[Direction a] Return the experiment design text word for word, in full.

[Selected text]
######

To make sure we incorporate your comments in the final, published experiment design, please use GMD's discussion facility for the manuscript, which will stay open until 16th December 2015.

The published version of the experiment design is/will be the definitive version and supersedes any differences on this wiki. Data will be available to download from this wiki when the manuscript is accepted in its final state.

Please use the Discussion section below and our mailing list for general discussion on the working group.
There are also the following dedicated pages:

• orbital parameters page
• greenhouse gases page
• ice sheets page
• ice meltwater fluxes [to the ocean] page
  
  

All core simulations must span this time-period. Note that forcings provided will run 21-0 ka.
Please use:

• An equilibrium-type LGM climate simulation to initialise the transient simulation, OR a transient 26-21 ka LGM simulation. See below.
• Orbital parameters as per Berger (1978)^[1].
• Greenhouse gases:
  • CO₂ from EPICA Dome C (Lüthi et al., 2008)^[2] on the AICC2012 timescale (Veres et al., 2013)^[3]. ¹⁾
  • CH₄ from EPICA Dome C (Loulergue et al., 2008)^[5] on the AICC2012 timescale (Veres et al., 2013)^[3].
  • N₂O from TALDICE (Schilt et al., 2010)^[6] on the AICC2012 timescale (Veres et al., 2013)^[3].

######

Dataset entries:

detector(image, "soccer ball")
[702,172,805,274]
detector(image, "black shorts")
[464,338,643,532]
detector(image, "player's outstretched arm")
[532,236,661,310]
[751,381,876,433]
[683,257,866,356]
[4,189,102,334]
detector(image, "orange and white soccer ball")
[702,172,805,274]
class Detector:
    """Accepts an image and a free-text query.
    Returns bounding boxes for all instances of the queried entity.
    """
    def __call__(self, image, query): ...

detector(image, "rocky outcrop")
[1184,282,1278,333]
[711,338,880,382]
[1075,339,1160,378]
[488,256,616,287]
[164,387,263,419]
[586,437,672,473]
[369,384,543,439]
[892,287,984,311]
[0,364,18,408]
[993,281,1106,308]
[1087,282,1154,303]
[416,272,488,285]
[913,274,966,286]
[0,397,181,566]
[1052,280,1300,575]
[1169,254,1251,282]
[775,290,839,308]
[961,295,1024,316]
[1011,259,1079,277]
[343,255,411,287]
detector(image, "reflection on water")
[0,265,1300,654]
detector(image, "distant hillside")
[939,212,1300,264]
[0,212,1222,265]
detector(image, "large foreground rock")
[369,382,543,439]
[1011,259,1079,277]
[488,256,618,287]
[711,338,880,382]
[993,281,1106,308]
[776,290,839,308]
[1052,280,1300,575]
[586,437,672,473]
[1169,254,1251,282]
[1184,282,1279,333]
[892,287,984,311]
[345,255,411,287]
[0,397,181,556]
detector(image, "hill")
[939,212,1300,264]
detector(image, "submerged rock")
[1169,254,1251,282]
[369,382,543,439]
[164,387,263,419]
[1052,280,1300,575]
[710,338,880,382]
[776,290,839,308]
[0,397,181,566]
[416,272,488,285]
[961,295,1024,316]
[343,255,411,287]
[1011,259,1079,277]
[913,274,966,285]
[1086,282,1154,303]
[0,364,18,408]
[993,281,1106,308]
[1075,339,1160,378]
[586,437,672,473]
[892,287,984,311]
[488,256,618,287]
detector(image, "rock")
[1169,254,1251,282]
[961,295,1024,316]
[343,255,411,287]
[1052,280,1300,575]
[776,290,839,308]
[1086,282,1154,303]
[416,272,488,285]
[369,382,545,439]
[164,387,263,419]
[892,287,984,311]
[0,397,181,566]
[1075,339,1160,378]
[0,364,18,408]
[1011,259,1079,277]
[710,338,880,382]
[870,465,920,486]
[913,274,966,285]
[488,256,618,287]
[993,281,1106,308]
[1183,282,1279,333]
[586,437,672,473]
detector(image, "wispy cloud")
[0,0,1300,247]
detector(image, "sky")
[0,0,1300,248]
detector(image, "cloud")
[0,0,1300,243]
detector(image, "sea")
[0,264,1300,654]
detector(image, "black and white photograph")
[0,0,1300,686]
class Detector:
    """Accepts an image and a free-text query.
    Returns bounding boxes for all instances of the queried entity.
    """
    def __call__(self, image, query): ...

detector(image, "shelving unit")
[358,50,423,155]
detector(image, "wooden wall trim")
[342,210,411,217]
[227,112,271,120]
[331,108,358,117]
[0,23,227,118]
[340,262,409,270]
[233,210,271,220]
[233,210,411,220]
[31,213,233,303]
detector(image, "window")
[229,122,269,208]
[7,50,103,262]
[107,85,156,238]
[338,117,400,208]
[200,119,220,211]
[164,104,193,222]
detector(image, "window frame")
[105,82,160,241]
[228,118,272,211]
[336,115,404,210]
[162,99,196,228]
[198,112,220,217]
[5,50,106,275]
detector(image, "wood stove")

######

[Direction b] Rewrite the records from their start through the line containing "[0,212,1222,265]", replacing "rocky outcrop" with "stone outcrop" and leaving everything else unchanged.

[Task solution a]
To make sure we incorporate your comments in the final, published experiment design, please use GMD's discussion facility for the manuscript, which will stay open until 16th December 2015.

The published version of the experiment design is/will be the definitive version and supersedes any differences on this wiki. Data will be available to download from this wiki when the manuscript is accepted in its final state.

Please use the Discussion section below and our mailing list for general discussion on the working group.
There are also the following dedicated pages:

• orbital parameters page
• greenhouse gases page
• ice sheets page
• ice meltwater fluxes [to the ocean] page
  
  

All core simulations must span this time-period. Note that forcings provided will run 21-0 ka.
Please use:

• An equilibrium-type LGM climate simulation to initialise the transient simulation, OR a transient 26-21 ka LGM simulation. See below.
• Orbital parameters as per Berger (1978)^[1].
• Greenhouse gases:
  • CO₂ from EPICA Dome C (Lüthi et al., 2008)^[2] on the AICC2012 timescale (Veres et al., 2013)^[3]. ¹⁾
  • CH₄ from EPICA Dome C (Loulergue et al., 2008)^[5] on the AICC2012 timescale (Veres et al., 2013)^[3].
  • N₂O from TALDICE (Schilt et al., 2010)^[6] on the AICC2012 timescale (Veres et al., 2013)^[3].

[Task solution b]
detector(image, "soccer ball")
[702,172,805,274]
detector(image, "black shorts")
[464,338,643,532]
detector(image, "player's outstretched arm")
[532,236,661,310]
[751,381,876,433]
[683,257,866,356]
[4,189,102,334]
detector(image, "orange and white soccer ball")
[702,172,805,274]
class Detector:
    """Accepts an image and a free-text query.
    Returns bounding boxes for all instances of the queried entity.
    """
    def __call__(self, image, query): ...

detector(image, "stone outcrop")
[1184,282,1278,333]
[711,338,880,382]
[1075,339,1160,378]
[488,256,616,287]
[164,387,263,419]
[586,437,672,473]
[369,384,543,439]
[892,287,984,311]
[0,364,18,408]
[993,281,1106,308]
[1087,282,1154,303]
[416,272,488,285]
[913,274,966,286]
[0,397,181,566]
[1052,280,1300,575]
[1169,254,1251,282]
[775,290,839,308]
[961,295,1024,316]
[1011,259,1079,277]
[343,255,411,287]
detector(image, "reflection on water")
[0,265,1300,654]
detector(image, "distant hillside")
[939,212,1300,264]
[0,212,1222,265]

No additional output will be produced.